### YOUR OBJECTIVE:
Please copy the records below without any change, starting at the line containing "Every instance of the large" and continuing through the end of the records, with both ends included.

### Location labeling records:
■ ■ ■ ■ ■
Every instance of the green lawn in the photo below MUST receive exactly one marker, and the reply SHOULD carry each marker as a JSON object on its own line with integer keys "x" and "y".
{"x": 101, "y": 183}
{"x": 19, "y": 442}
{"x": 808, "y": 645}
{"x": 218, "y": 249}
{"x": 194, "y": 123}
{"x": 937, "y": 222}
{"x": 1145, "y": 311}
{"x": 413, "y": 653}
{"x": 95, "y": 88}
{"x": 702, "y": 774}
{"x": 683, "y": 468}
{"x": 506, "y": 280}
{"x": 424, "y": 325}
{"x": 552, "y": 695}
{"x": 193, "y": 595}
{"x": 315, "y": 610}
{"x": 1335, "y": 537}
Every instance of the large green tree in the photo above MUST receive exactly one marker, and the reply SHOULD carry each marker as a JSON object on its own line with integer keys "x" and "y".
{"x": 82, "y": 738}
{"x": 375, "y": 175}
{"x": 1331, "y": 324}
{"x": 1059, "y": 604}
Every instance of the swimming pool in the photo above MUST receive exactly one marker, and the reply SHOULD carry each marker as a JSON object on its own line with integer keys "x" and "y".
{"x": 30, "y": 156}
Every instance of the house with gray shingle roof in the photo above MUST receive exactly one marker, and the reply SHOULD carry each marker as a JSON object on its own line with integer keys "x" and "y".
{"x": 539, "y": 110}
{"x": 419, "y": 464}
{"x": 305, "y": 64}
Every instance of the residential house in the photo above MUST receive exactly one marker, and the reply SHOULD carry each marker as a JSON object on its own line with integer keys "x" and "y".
■ ■ ■ ■ ■
### EXERCISE ANSWER:
Every instance of the large green tree in the photo above MUST receive exactly one marker, and the reply SHOULD carry each marker as a JSON object on its own line with integer keys "x" and "y".
{"x": 82, "y": 738}
{"x": 375, "y": 175}
{"x": 1331, "y": 324}
{"x": 1059, "y": 604}
Every instance of the swimming pool in the photo above MUST receive exactly one marker, and the reply SHOULD carry each marker as a JSON object on its own line with integer keys "x" and "y".
{"x": 30, "y": 156}
Every instance of the house with gray shingle roof in the photo above MUST receive exactly one marker, and the reply SHOULD carry each marker as a JSON object on its own line with integer keys "x" and "y".
{"x": 539, "y": 110}
{"x": 419, "y": 464}
{"x": 305, "y": 64}
Every instance of the residential house in the photo above MUST receive exactly one marker, and the reply SHOULD carry each marker as a JSON object on its own line with integer keys "x" and "y".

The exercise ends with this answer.